→ **Work request**
Keeping pictures out of the copy, restate each record word for word.

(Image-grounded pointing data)
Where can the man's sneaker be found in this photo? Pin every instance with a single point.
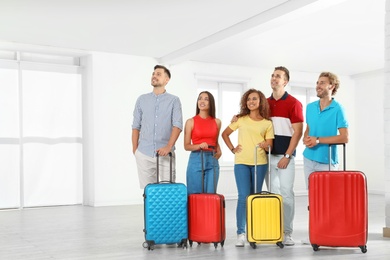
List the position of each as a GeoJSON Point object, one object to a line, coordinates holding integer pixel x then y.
{"type": "Point", "coordinates": [241, 240]}
{"type": "Point", "coordinates": [288, 241]}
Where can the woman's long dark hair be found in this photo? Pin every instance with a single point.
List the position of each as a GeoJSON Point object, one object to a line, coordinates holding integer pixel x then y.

→ **Completed exercise**
Where can the man's sneaker be found in this photo? Pin every instance with a single point.
List the position of each as a GeoJSON Point object, one object to a line, coordinates holding integer pixel x then y.
{"type": "Point", "coordinates": [241, 240]}
{"type": "Point", "coordinates": [288, 241]}
Where can the woman's long dark hair be found in this photo? Pin every instance with a single point.
List the position of each as a GeoJSON Point object, one object to a line, coordinates holding integer pixel x then y.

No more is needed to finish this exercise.